:: Work required ::
Continue the article below about the ENERGY4ALL seminar and Felleskjøpet's new biomass plant in Hillevåg, starting right after its last sentence.

:: Text to read ::
****************************************

Drastic reduction in heavy industry carbon emissions at Felleskjøpet in Stavanger Municipality!

Share on

By Siddharth Sareen | For University of Stavanger via Fridtjof Nansen Institute

The Norwegian partners of ENERGY4ALL convened on Friday 17 October 2025 at a full-day seminar coordinated by the University of Stavanger and hosted by heavy industrial partner Felleskjøpet. The highlight of this seminar marked perhaps the most important concrete achievement related to the ENERGY4ALL project to date, relating to the PED Hillevåg initiative in Stavanger Municipality in Norway. This was namely the commissioning of a carbon neutral biomass plant as an energy source for the heavy industrial process of manufacturing cattle and poultry feed at Felleskjøpet’s flagship factory in Hillevåg.

The partners were treated to a keynote by Anders Riel Müller, who presented reflections on developments related to PEDs in Stavanger, with some concrete examples, raising questions of the importance of strategic leadership and coordination. Each of the partners – Felleskjøpet, Skretting, Stavanger Municipality, and University of Stavanger – presented updates and discussed project activities and accomplishments.

Some key issues discussed related to how carbon emissions in the Hillevåg neighbourhood of Stavanger are primarily associated with the heavy industry operations of Felleskjøpet and Skretting, which have been primarily based on steam produced using gas. Representatives from energy company delivering sustainable energy solutions Lyse Neo (related to gas infrastructure and operations), as well as from Lnett (related to electricity infrastructure), were also present and contributed to an informed discussion.

Stavanger Municipality presented concerns of both a projected increase in households and related energy demand in Hillevåg, and of the need to coordinate across spatial planning and energy across silos. University of Stavanger reported updates related to knowledge production based on interviews and analysis, as well as in relation to the wider PED initiatives as part of ENERGY4ALL.

The most exciting part of the day was when Felleskjøpet colleagues took the consortium members on a guided tour of the massive new biomass plant to explain operational details. This 6 MWp facility was built with an investment of more than €10 million by Felleskjøpet including support from Enova to enhance energy efficiency and accelerate decarbonisation efforts. It is powered by oat hulls, which are a byproduct that Felleskjøpet’s farmer members are able to provide. The oat hulls go through an elaborate process before being combusted to produce steam that is then used to manufacture cattle and poultry feed, displacing gas that had hitherto been used in the process. From May 2025 onwards, this has led to a drastic reduction in carbon emissions from the Felleskjøpet factory, approximately to the tune of 90%.

****************************************

:: Extracted entries ::
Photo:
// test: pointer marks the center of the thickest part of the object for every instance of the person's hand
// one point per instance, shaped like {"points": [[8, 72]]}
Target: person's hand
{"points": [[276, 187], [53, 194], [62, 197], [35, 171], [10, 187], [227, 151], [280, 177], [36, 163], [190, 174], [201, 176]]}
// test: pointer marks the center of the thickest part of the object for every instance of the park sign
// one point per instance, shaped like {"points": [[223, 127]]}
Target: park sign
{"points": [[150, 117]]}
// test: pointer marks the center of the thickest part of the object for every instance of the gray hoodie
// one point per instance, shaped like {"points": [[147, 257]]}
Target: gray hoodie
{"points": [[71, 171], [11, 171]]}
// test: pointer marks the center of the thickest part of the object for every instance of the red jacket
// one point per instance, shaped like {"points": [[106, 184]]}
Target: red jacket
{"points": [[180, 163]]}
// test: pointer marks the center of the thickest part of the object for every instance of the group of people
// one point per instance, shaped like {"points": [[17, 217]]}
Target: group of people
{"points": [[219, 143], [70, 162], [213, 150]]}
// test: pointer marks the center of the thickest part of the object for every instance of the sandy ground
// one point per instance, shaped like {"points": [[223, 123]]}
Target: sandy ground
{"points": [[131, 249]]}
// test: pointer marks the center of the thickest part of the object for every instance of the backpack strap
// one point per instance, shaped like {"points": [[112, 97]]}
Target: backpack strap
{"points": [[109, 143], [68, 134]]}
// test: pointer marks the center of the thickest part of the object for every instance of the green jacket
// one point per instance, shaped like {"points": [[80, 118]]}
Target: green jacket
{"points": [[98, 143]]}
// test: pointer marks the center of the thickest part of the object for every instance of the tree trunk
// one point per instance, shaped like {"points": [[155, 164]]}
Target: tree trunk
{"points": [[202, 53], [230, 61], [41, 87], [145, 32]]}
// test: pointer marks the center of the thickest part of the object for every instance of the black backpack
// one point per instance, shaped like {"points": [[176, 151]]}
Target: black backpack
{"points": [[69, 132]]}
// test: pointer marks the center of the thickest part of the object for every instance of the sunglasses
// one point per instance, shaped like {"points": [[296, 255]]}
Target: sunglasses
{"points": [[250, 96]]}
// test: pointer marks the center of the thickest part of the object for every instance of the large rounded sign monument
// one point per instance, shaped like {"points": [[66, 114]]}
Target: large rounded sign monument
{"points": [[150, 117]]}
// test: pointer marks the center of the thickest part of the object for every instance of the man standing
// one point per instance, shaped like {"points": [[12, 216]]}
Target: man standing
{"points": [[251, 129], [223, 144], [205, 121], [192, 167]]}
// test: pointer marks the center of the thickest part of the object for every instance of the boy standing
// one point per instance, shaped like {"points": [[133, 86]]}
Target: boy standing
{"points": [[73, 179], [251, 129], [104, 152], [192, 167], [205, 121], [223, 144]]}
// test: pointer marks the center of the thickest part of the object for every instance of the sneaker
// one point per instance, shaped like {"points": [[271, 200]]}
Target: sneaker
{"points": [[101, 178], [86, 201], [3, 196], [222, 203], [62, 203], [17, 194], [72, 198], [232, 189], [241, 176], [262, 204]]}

****************************************

:: In response ::
Skretting colleagues were interested in the potential to synergise their future plans and investments in light of this successful development, for instance by making use of some of the capacity from this biomass plant, although they do not have oat hulls as a natural part of their own supply chain, which relates to manufacturing fish feed.

Lyse Neo pointed out the next stage of the process as utilising the waste steam generated at Felleskjøpet, which is now carbon neutral, in order to feed it into biomass energy supply beyond the factory operations. This would turn a wasted resource into a revenue stream for Felleskjøpet while enabling carbon neutral energy supply capacity for Lyse Neo. On a different note, Skretting did share a wealth of energy efficiency measures undertaken at their factory to achieve several impressive benchmarks, reducing their operational carbon emissions in this manner.

Of the ENERGY4ALL pilot projects, PED Hillevåg is the one that deals primarily with industrial emissions and public-private cross-sectoral cooperation, as well as with heat as a vector rather than solely electricity. The meeting on 17 October 2025 showed how our project has been instrumental in helping bring about larger infrastructural advances for decarbonisation, as participants attested to, notably in the case of the cooperation achieved between Felleskjøpet and Lyse Neo after many years of efforts.

ENERGY4ALL activities have further contributed to Skretting gaining a better sense of the viability of similar future options through an improved basis for assessment. Large corporate investment decisions involve assessment of risk and trust within and between large complex organisations, in addition to the technical complexity of understanding demand and supply patterns relative to seasonal variations related to the hybridisation of energy source mixes. This has been a valuable focus of learning and advancing knowledge for University of Stavanger in the project.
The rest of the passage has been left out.